Boundary annotation listing:
────────────────────────────────────────

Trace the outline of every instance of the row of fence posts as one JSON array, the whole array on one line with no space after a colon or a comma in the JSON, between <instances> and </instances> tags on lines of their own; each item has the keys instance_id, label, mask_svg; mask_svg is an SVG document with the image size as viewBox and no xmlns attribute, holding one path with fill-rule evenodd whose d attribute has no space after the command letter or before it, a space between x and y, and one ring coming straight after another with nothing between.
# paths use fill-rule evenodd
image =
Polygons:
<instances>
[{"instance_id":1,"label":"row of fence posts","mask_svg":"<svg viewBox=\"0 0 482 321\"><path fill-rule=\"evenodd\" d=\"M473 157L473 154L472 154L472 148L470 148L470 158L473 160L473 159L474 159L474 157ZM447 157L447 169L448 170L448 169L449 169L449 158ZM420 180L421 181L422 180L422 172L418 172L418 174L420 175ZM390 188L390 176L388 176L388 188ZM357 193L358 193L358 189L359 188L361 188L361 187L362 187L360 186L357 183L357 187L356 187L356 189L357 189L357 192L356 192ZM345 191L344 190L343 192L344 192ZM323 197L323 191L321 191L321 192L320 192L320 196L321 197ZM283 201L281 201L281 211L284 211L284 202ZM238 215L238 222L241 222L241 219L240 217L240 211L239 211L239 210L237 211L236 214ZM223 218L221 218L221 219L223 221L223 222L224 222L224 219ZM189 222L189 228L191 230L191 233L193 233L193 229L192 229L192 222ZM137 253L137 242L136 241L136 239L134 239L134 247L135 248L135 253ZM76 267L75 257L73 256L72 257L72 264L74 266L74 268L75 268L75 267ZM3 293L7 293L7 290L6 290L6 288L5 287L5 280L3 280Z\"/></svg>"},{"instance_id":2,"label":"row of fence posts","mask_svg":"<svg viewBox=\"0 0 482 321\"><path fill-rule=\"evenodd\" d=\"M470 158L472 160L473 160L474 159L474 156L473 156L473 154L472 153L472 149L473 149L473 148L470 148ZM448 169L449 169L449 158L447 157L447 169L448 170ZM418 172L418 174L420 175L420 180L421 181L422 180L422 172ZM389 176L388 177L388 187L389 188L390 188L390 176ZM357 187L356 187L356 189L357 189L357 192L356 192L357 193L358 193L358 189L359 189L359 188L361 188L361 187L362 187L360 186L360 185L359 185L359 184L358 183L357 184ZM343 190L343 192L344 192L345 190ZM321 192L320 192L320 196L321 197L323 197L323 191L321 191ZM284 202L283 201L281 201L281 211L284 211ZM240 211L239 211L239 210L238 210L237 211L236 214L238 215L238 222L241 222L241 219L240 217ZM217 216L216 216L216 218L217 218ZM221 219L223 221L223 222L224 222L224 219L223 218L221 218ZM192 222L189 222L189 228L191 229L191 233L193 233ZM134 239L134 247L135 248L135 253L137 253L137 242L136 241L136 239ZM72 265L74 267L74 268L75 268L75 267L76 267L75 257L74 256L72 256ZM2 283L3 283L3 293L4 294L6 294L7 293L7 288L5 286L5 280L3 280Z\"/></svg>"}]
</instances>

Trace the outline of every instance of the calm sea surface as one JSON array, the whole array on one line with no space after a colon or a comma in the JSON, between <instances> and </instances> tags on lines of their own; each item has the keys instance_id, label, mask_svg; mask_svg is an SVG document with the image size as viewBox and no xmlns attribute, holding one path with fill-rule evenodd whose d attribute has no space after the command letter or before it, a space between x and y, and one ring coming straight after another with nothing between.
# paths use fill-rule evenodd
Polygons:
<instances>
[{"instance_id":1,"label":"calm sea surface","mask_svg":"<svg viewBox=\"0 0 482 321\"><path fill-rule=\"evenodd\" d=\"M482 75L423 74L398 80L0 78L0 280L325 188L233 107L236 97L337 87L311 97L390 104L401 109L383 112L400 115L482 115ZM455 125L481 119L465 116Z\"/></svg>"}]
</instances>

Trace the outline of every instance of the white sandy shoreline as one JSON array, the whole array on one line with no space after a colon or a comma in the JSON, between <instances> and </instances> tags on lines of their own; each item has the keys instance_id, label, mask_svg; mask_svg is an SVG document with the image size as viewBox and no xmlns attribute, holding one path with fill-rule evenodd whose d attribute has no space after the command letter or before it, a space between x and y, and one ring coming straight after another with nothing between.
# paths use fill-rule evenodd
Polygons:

────────────────────────────────────────

SHORT PROBLEM >> Return the entire listing above line for line, changing no character.

OUTPUT FOR THIS TASK >>
Trace the outline of every instance of the row of fence posts as one JSON array, the whole array on one line with no space after a colon or a comma in the JSON, between <instances> and </instances> tags on lines of their own; each item has the keys instance_id, label, mask_svg; mask_svg is an SVG document with the image size as viewBox and no xmlns attribute, holding one path with fill-rule evenodd whose d attribute has no space after the command letter or before it, a space between x and y, and one ring coming straight after another with nothing between.
# paths use fill-rule evenodd
image =
Polygons:
<instances>
[{"instance_id":1,"label":"row of fence posts","mask_svg":"<svg viewBox=\"0 0 482 321\"><path fill-rule=\"evenodd\" d=\"M473 157L473 154L472 154L472 148L470 148L470 158L473 160L473 159L474 159L474 157ZM447 157L447 169L448 170L448 169L449 169L449 158ZM420 180L421 181L422 180L422 172L418 172L418 174L420 175ZM390 188L390 176L388 176L388 188ZM357 193L358 193L358 189L359 188L361 188L361 187L362 187L360 186L357 183L357 187L356 187L356 189L357 189L357 192L356 192ZM345 191L344 190L343 192L344 192ZM323 197L323 191L321 191L321 192L320 192L320 196L321 197ZM283 201L281 201L281 211L284 211L284 202ZM238 215L238 222L241 222L241 219L240 217L240 211L239 211L239 210L237 211L236 214ZM223 218L221 218L221 219L223 221L223 222L224 222L224 219ZM189 222L189 228L191 230L191 233L193 233L193 229L192 229L192 222ZM137 253L137 242L136 241L136 239L134 239L134 247L135 248L135 253ZM76 267L75 257L73 256L72 257L72 264L74 266L74 268L75 268L75 267ZM3 293L7 293L7 290L6 290L6 288L5 287L5 280L3 280Z\"/></svg>"},{"instance_id":2,"label":"row of fence posts","mask_svg":"<svg viewBox=\"0 0 482 321\"><path fill-rule=\"evenodd\" d=\"M470 158L472 160L473 160L474 159L474 156L473 156L473 154L472 153L472 149L473 149L473 148L470 148ZM448 169L449 169L449 158L447 157L447 169L448 170ZM418 172L418 174L420 175L420 180L421 181L422 180L422 172ZM389 176L388 177L388 187L389 188L390 188L390 176ZM357 187L356 187L356 189L357 189L357 192L356 192L357 193L358 193L358 189L359 189L359 188L361 188L361 187L362 187L360 186L360 185L359 185L359 184L358 183L357 184ZM343 190L343 192L344 192L345 190ZM321 192L320 192L320 196L321 197L323 197L323 191L321 191ZM284 202L283 201L281 201L281 211L284 211ZM240 211L239 211L239 210L238 210L237 211L236 214L238 215L238 222L241 222L241 219L240 217ZM217 216L216 216L216 218L217 218ZM221 219L223 221L223 222L224 222L224 219L223 218L221 218ZM192 222L189 222L189 228L191 229L191 233L193 233ZM134 239L134 247L135 248L135 253L137 253L137 242L136 241L136 239ZM72 265L74 267L74 268L75 268L75 267L76 267L75 257L74 256L72 256ZM2 283L3 283L3 293L4 294L6 294L7 293L7 288L5 286L5 280L3 280Z\"/></svg>"}]
</instances>

Trace the outline of every instance of the calm sea surface as one JSON array, the whole array on one line with no space after a colon or a comma in the JSON, between <instances> and </instances> tags on lines of their own; each item has the keys instance_id, label, mask_svg; mask_svg is an SVG document with the image size as viewBox and no xmlns attribute, holding one path with fill-rule evenodd whose d attribute has no space after the command letter or before it, a space between x and y, and one ring coming straight after another with nothing between.
# paths use fill-rule evenodd
Polygons:
<instances>
[{"instance_id":1,"label":"calm sea surface","mask_svg":"<svg viewBox=\"0 0 482 321\"><path fill-rule=\"evenodd\" d=\"M482 75L423 74L398 80L0 78L0 280L325 188L233 107L236 97L337 87L311 97L390 104L401 109L383 112L400 115L482 115ZM455 125L481 119L465 116Z\"/></svg>"}]
</instances>

Trace the outline of every instance of the white sandy shoreline as one JSON array, the whole array on one line with no space after a colon or a comma in the JSON, between <instances> and </instances> tags on lines of their own; each item has the keys instance_id, label, mask_svg; mask_svg is an SVG document with the image size as viewBox and no xmlns attribute, holding one path with fill-rule evenodd whose d attribute has no space after the command letter or before it, a space between x and y, and one ring coming straight after another with nothing between.
# paths use fill-rule evenodd
Polygons:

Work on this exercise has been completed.